• _Written task_
Starting at the first line and ending at the line that contains "[56,135,242,153]", write out these lines again with their requests, scaling every bounding box coordinate by 1.75. Round each result to a whole number, rounding halves up.

## Begin

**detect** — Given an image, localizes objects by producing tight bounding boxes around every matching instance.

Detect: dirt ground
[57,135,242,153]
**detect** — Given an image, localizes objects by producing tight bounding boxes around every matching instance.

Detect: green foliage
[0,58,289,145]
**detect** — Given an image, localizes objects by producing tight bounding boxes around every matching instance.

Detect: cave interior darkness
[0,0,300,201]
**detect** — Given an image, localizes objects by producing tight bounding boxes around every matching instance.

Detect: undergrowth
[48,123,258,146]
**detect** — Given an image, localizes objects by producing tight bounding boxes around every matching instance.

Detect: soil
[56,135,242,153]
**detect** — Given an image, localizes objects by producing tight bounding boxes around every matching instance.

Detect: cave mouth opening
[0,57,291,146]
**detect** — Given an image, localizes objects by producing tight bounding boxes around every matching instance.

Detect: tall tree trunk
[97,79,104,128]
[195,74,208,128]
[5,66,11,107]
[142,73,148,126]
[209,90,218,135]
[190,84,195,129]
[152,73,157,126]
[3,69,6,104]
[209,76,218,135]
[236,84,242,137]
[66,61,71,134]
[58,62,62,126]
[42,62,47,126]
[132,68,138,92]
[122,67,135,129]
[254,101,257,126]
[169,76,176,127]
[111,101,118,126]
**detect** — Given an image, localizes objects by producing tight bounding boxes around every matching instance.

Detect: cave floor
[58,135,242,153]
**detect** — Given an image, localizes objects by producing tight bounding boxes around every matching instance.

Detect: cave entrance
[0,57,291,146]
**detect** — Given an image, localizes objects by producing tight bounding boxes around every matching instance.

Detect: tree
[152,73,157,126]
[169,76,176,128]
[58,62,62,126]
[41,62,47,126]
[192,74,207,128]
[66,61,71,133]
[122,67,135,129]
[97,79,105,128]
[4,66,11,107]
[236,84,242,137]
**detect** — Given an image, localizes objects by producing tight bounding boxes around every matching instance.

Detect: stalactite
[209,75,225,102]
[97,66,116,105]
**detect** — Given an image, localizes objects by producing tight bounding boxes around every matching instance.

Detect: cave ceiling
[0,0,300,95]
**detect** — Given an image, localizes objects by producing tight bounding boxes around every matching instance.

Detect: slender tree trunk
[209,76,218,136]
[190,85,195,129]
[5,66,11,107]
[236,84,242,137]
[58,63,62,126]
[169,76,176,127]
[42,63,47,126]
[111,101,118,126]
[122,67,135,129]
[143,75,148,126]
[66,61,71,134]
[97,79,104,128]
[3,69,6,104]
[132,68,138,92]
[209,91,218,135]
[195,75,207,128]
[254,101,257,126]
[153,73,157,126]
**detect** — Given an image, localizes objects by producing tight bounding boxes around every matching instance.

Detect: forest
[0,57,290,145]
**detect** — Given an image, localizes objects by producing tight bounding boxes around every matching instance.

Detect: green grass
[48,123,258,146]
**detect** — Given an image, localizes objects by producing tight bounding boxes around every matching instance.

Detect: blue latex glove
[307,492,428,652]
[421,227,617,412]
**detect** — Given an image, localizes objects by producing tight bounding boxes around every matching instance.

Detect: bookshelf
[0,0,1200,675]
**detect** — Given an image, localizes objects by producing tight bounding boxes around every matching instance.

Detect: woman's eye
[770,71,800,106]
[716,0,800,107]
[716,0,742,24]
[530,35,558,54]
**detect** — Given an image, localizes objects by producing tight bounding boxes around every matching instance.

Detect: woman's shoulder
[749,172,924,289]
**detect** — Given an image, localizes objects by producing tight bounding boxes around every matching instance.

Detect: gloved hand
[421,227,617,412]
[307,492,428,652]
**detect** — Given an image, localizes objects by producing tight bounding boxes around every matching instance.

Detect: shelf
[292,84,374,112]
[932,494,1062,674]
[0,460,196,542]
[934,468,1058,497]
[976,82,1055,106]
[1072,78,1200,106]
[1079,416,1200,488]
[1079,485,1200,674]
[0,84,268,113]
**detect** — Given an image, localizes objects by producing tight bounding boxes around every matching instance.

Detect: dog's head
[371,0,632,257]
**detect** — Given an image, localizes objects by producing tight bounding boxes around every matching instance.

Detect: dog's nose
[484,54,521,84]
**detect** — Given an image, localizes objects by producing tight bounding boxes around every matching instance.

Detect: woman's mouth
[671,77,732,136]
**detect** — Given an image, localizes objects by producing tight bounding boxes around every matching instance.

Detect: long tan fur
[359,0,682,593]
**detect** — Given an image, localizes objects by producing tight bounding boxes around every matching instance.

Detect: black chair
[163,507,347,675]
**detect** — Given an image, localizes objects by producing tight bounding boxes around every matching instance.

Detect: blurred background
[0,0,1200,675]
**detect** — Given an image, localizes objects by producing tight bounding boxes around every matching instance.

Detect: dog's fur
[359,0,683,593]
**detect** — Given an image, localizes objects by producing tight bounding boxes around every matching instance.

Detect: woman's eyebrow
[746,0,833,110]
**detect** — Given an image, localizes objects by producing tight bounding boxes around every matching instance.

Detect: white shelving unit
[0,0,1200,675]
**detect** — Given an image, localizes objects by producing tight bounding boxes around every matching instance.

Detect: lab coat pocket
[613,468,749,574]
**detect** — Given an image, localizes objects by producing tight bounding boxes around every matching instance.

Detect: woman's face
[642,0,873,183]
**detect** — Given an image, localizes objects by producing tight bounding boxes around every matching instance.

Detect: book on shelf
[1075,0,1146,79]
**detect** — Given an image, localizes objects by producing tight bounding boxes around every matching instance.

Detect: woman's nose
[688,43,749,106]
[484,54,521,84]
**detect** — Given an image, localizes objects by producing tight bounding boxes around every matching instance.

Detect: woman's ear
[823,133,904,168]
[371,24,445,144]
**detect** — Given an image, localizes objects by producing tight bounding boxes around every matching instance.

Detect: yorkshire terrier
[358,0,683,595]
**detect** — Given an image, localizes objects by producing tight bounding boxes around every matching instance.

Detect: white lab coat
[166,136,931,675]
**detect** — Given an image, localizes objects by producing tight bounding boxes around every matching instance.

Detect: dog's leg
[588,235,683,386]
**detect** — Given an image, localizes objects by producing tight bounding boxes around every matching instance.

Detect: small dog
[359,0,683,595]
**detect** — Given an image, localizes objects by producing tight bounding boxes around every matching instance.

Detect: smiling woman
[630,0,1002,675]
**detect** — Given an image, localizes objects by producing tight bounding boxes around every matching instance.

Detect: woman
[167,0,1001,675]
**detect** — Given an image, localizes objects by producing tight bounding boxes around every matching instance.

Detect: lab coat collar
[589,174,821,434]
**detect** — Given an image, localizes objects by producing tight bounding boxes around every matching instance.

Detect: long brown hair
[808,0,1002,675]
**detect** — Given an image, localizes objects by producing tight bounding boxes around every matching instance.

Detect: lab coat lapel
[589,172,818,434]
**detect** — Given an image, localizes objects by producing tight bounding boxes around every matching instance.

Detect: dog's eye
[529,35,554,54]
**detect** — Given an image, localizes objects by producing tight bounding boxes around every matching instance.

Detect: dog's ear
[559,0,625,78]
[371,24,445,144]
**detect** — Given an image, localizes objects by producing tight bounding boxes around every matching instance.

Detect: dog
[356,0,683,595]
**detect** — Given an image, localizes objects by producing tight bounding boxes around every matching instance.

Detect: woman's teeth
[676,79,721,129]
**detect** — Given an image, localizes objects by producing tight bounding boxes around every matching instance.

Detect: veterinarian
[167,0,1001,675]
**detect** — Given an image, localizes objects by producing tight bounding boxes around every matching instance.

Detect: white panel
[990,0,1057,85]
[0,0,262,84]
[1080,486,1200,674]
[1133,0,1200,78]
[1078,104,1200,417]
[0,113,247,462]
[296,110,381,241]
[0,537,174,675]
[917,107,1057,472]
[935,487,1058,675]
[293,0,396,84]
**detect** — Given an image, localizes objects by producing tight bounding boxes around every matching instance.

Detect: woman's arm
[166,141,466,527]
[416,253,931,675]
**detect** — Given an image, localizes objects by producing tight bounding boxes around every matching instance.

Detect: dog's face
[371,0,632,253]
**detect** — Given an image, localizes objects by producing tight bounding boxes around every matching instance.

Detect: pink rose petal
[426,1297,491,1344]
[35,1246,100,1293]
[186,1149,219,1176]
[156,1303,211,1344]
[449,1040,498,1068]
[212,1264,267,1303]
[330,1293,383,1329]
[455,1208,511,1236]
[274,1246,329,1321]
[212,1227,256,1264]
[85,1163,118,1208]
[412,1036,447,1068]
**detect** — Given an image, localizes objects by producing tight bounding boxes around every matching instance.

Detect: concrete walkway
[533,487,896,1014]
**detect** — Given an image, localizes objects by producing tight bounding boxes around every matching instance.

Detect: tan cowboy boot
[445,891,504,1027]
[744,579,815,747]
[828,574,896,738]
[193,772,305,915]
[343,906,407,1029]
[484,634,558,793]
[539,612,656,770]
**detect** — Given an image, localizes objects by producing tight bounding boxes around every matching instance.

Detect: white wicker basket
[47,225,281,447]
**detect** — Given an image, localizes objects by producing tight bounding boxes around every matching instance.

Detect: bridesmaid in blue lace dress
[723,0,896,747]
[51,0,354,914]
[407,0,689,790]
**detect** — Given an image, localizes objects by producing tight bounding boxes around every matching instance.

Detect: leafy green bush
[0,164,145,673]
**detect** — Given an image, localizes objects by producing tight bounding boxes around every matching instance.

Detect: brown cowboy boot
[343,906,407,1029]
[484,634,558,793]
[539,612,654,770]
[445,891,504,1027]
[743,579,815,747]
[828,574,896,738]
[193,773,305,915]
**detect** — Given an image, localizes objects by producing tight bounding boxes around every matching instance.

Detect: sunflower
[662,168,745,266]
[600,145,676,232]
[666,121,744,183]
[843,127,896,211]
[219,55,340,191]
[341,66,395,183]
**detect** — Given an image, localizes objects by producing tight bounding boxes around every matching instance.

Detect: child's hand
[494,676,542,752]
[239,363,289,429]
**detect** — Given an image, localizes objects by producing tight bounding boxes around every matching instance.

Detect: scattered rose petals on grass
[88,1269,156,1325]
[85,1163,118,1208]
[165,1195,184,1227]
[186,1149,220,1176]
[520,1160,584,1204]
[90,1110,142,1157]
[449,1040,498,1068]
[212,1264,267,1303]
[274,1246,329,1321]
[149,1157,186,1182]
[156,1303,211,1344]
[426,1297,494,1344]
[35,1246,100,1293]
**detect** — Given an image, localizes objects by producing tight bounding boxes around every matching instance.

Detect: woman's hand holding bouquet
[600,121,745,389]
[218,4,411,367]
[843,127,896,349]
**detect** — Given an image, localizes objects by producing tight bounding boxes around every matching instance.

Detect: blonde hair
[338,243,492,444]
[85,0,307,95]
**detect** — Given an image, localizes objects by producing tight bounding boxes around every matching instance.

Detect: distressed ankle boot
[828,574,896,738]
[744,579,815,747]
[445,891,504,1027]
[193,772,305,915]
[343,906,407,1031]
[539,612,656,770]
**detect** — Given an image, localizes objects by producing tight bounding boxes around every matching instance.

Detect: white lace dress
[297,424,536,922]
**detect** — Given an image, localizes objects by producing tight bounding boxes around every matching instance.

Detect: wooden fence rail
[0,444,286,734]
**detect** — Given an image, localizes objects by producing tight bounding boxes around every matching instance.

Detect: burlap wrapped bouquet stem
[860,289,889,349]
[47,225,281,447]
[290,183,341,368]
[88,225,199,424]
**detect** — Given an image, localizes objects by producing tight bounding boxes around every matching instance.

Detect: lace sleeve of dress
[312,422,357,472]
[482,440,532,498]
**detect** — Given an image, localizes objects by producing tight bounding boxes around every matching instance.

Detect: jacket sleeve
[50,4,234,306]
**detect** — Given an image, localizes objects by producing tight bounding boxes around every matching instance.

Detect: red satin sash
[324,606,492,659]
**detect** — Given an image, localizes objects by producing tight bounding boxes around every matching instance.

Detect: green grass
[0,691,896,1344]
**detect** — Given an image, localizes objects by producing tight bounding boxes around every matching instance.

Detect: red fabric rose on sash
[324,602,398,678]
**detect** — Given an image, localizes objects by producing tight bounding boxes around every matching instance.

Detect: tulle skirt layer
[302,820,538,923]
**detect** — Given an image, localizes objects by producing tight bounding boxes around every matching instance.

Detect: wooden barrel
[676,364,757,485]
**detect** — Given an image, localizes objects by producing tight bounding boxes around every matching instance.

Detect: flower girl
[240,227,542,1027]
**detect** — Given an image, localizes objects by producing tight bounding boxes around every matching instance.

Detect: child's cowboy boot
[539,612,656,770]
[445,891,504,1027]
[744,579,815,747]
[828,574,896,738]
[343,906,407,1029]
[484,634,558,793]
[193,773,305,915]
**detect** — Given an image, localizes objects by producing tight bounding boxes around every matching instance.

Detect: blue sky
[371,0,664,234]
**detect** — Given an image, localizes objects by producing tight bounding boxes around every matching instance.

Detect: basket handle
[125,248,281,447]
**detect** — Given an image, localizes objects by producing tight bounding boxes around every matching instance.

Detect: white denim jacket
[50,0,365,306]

## End

• _Correct output_
**detect** — Given an image, localizes objects by producing tight bounding boxes around every matching instance.

Detect: dirt ground
[100,236,424,268]
**detect** — Given an image, localizes objects by producing tight bounding boxes around every matching instance.

Detect: green foliage
[0,102,506,254]
**detect** — Given an image, localizes objects by producing tight bounding boxes around every matching instance.

Detect: cave interior darkness
[0,0,525,352]
**detect** — Given an image, localizes objects by producing tight bounding boxes around every matching instance.

Detect: undergrowth
[84,215,452,256]
**detect** — Given an image, localizes objects by producing tight bounding boxes around every matching instance.

Detect: soil
[98,236,424,268]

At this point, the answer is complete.